When you say "removing NamedTemporaryFile" you mean that you replaced it with some other file creation function? Now I'm a bit confused as to what the first issue was about exactly. Was it that the file got automatically deleted (if so did you try setting the delete_tmpfiles option to False to see if this error would still exist?) or was it because Windows held a lock on the file and didn't allow it to be opened from another app (but if that was the case it would mean that your solution would also not work, right?)

Thanks for doing the research and the detailed response.

I don't see a way to pass the O_TEMPORARY flag anywhere in the code (I think you're suggesting to pass it to Popen()? I don't think that will work, and NamedTemporaryFile does not provide a way to pass flags).

Pass it to Popen by writing Popen(com_list, stderr=PIPE, stdout=PIPE,env={'O_TEMPORARY': 1}). It should also be set to the environment that is running/using pysaml

If we use mkstemp, do we really need to delete the tempfiles? Most OSes have some mechanism for deleting tempfiles on a scheduled basis, right? It just seems really difficult to do with the way that open file objects are passed around and read from in the code. I guess I could write a context manager class that does this though?

Since we provide a way to *nix systems to automatically delete these temp files (and don't rely to some third party script/cron job to do it) for the sake of consistency I think we should also provide a way to do it in Windows as well

ioparaskev avatar Feb 07 '20 09:02 ioparaskev

When you say "removing NamedTemporaryFile" you mean that you replaced it with some other file creation function?

This does not function as expected in Windows and this issue is referenced in the python documentation.

Whether the name can be used to open the file a second time, while the named temporary file is still open, varies across platforms (it can be so used on Unix; it cannot on Windows NT or later). https://docs.python.org/3.8/library/tempfile.html

Essentially, we could not open this file again on our windows environment, which meant that xmlsec was unable to use the file for verifying the signature.

natehawkboss avatar Feb 25 '20 20:02 natehawkboss

This is very nasty on Python's part. I am really sad for this state of things.


The option being discussed, is to implement "NamedTemporaryFiles" some other way. To be complete, this should support deleting/cleaning-up those files, when closed. Is there something like that out there? What do other projects do?

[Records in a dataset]
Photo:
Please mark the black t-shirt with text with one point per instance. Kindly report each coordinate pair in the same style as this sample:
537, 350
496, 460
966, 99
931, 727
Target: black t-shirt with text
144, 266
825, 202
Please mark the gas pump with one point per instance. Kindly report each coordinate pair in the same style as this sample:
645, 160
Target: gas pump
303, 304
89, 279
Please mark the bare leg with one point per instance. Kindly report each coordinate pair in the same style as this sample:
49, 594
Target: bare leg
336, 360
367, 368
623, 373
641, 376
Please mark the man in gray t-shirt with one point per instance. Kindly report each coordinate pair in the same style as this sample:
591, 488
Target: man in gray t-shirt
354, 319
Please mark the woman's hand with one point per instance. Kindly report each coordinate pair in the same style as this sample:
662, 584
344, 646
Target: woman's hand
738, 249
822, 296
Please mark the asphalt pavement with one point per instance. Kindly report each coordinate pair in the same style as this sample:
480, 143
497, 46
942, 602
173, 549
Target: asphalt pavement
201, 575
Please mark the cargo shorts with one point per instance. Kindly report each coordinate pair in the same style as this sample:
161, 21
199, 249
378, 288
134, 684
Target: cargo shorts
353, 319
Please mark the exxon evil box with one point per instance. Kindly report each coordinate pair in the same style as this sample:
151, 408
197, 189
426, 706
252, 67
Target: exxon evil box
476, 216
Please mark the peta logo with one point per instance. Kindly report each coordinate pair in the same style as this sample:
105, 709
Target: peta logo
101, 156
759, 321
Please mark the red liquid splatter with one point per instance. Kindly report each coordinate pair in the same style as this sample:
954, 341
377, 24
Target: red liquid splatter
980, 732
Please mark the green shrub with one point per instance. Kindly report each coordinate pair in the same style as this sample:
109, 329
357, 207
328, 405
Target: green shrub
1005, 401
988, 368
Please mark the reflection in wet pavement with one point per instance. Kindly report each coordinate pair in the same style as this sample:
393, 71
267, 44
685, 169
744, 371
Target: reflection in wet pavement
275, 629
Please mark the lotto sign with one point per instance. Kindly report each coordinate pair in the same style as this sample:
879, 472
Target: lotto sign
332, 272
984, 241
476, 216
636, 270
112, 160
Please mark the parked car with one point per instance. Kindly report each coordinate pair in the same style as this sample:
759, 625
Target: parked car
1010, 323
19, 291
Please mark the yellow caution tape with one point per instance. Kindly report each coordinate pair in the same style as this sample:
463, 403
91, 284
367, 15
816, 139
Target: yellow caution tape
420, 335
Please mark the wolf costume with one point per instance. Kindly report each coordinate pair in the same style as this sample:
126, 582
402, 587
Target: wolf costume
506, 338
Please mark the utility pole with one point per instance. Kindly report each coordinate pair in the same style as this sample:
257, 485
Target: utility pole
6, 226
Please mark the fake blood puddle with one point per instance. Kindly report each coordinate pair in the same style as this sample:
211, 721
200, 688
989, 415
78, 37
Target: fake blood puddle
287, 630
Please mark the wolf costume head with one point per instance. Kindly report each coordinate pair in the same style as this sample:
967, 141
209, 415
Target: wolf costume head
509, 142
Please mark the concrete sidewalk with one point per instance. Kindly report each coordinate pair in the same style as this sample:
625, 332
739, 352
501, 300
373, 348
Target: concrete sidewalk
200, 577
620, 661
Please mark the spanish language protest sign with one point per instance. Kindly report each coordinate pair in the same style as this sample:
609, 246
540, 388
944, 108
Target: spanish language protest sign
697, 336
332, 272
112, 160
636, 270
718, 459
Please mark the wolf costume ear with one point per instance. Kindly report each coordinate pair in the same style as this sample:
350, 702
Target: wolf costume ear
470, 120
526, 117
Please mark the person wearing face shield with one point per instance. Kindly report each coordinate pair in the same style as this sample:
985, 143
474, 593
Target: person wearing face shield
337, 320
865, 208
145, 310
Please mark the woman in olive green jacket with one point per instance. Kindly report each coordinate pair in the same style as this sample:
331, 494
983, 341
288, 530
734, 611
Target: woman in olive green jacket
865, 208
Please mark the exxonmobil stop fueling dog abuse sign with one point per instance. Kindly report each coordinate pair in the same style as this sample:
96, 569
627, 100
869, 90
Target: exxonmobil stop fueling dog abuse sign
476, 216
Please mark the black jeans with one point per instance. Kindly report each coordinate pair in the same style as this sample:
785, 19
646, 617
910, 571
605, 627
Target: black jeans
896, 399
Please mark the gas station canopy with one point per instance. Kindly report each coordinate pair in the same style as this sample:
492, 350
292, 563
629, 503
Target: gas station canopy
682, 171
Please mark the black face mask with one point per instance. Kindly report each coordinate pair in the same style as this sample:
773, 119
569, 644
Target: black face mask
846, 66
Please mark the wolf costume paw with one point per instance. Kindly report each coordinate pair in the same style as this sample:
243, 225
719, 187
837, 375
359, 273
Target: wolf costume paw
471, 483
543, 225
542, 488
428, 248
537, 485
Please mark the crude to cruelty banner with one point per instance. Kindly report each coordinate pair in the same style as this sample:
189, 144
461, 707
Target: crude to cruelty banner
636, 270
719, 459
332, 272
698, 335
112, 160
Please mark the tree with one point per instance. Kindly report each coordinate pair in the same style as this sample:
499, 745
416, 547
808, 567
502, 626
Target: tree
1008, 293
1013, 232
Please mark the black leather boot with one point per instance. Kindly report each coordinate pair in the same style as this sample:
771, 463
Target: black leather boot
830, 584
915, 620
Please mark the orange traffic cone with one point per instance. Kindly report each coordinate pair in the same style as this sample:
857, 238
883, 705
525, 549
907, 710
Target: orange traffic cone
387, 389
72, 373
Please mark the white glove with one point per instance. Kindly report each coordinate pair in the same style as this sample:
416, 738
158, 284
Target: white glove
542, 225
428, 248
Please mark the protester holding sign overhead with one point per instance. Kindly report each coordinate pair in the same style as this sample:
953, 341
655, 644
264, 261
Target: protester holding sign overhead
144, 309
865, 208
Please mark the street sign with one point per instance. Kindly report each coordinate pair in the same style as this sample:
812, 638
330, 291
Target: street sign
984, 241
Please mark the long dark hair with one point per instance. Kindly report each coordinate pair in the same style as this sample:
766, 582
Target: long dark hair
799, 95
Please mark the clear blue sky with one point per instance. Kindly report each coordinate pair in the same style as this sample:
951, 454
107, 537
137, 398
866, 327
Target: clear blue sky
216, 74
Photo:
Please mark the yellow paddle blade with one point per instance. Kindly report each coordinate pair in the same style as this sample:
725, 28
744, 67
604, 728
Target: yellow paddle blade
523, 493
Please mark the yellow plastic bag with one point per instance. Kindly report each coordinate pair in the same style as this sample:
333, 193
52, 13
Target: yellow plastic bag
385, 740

[Given problem A]: Extract every row above that contains the string "cruelty".
[Given problem B]: Resume the forum thread about NamedTemporaryFile on Windows, continuing from its final sentence.

[Exercise output A]:
Please mark the crude to cruelty banner with one point per instance. Kindly report each coordinate pair in the same style as this sample:
Target: crude to cruelty banner

[Exercise output B]:
Another option is to stop using files and use actual bindings to the xmlsec lib. I would prefer we invest time in this option.

There is already a wrapper for xmlsec: https://github.com/mehcode/python-xmlsec We must make sure the API coverage is enough to cover our use-cases. One thing that I notice is that it seems that it only works along lxml; this is fine with me - as part of the task to refactor all xml operations I had though of only supporting lxml, as it seems to provide way better tools to handle xml, than the builtin parsers.

Another lib we can look into is signxml: https://github.com/XML-Security/signxml

Would someone like to see how we can use this to sign/verify/encrypt/decrypt an xml document?

c00kiemon5ter avatar Feb 28 '20 20:02 c00kiemon5ter

I've encountered this issue as well, it seems to be entirely a Windows problem in so much that temporary files created with the O_TEMPORARY flag seem to be only accessible by the creating process and any subprocesses (i.e. xmlsec) are denied access. I ended up solving it by monkey patching tempfile._TemporaryFileCloser and tempfile.NamedTemporaryFile so that O_TEMPORARY was never set and that closing the file would manually delete it, instead.

Naturally, I wouldn't recommend that solution to everyone, though.

chanderso avatar Jul 24 '20 20:07 chanderso

I've encountered this issue as well, it seems to be entirely a Windows problem in so much that temporary files created with the O_TEMPORARY flag seem to be only accessible by the creating process and any subprocesses (i.e. xmlsec) are denied access. I ended up solving it by monkey patching tempfile._TemporaryFileCloser and tempfile.NamedTemporaryFile so that O_TEMPORARY was never set and that closing the file would manually delete it, instead.

Naturally, I wouldn't recommend that solution to everyone, though.

thank you for the feedback since I didn't have a windows vm to try this solution out. As it seems, the fact that we use a subprocess call to xmlsec beats the windows flag workaround. So we'll have to find some other way to do this -not monkeypatching internal libraries of course but something different in terms of handling these files. I'll have a look and see what else we can do

ioparaskev avatar Sep 01 '20 13:09 ioparaskev

Having this same issue on windows, any ETA when this will be merged?

talebi1 avatar Sep 09 '20 09:09 talebi1

Having this same issue on windows, any ETA when this will be merged?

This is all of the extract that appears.